▸ Provided entries:
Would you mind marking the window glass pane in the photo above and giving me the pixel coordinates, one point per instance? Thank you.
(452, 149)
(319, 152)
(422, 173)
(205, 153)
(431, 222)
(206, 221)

▸ The exercise: Rewrite the data above, swapping "window glass pane" for "pane of window glass" and leaving every other word as it is.

▸ Task solution:
Would you mind marking the pane of window glass in the photo above and giving me the pixel coordinates, one point per instance? Thank you.
(452, 149)
(319, 152)
(422, 173)
(205, 153)
(431, 222)
(206, 221)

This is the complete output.